# Text shown
Some of the results are quite relevant to forecasting AI progress. From @bneyshabur:
Recently @JacobSteinhardt (whose group created MATH dataset) published the result of a project where commissioned professional forecasters predicted (at 2021) that 15% acc on MATH will be achieved in 2022 and 50% would be achieved by 2025. ....Steinhardt wrote:
"If I imagine an ML system getting more than half of these questions right, I would be pretty impressed.”
indeed gets more than half the MATH dataset questions right
Some further information (excerpted from across the paper):
Minerva is based on the PaLM general language models that are further trained on... the arXiv preprint server and from web pages that we carefully process to minimise the loss of mathematical content.
The main novelty of this paper is a large training dataset that juxtaposes natural language with the correct use of formal mathematical language, such as equations and diagrams.
...We evaluated Minerva 62B on the National Math Exam in Poland and found that it achieves a score of 57%, which happened to be the national average in 2021 (CKE, 2021, p. 23). The 540B model achieves 65%.
the prevailing errors of the 8B model were related to incorrect reasoning or calculations. Many of the calculation errors were relatively benign arithmetic mistakes. Solutions that were too short were relatively rare (in these cases, the model immediately produces an incorrect answer without any intermediate reasoning steps). Finally, in a few cases, the model hallucinates an equation or mathematical fact that is not real.

# Given data
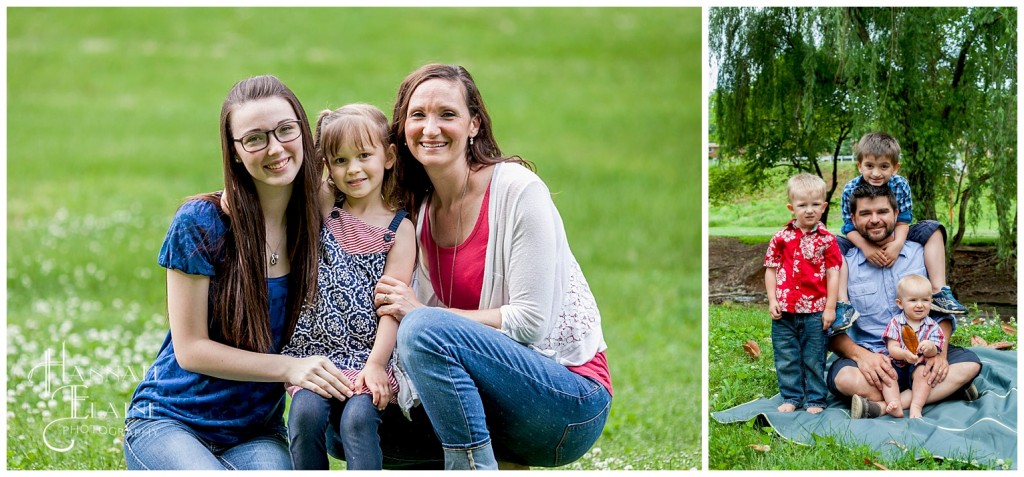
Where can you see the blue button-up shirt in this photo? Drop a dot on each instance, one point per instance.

# Short exercise A
List each kind of error that the Minerva excerpt attributes to the 8B model.
# Short exercise B
Using the Minerva excerpt, answer each question on its own line:
(i) What score did Minerva 62B achieve on the National Math Exam in Poland?
(ii) By what year did the forecasters predict 50% accuracy on MATH would be achieved?
(iii) On which general language models is Minerva based?
# Short exercise C
Print the passage of the Minerva excerpt starting at "the prevailing errors" and ending at "is not real.".
Answer using the Minerva excerpt alone and set the material aside.

# Correct result A
- Incorrect reasoning
- Incorrect calculations
- Solutions that were too short
- Hallucinated equations or mathematical facts that are not real

# Correct result B
(i) 57%
(ii) 2025
(iii) The PaLM general language models

# Correct result C
the prevailing errors of the 8B model were related to incorrect reasoning or calculations. Many of the calculation errors were relatively benign arithmetic mistakes. Solutions that were too short were relatively rare (in these cases, the model immediately produces an incorrect answer without any intermediate reasoning steps). Finally, in a few cases, the model hallucinates an equation or mathematical fact that is not real.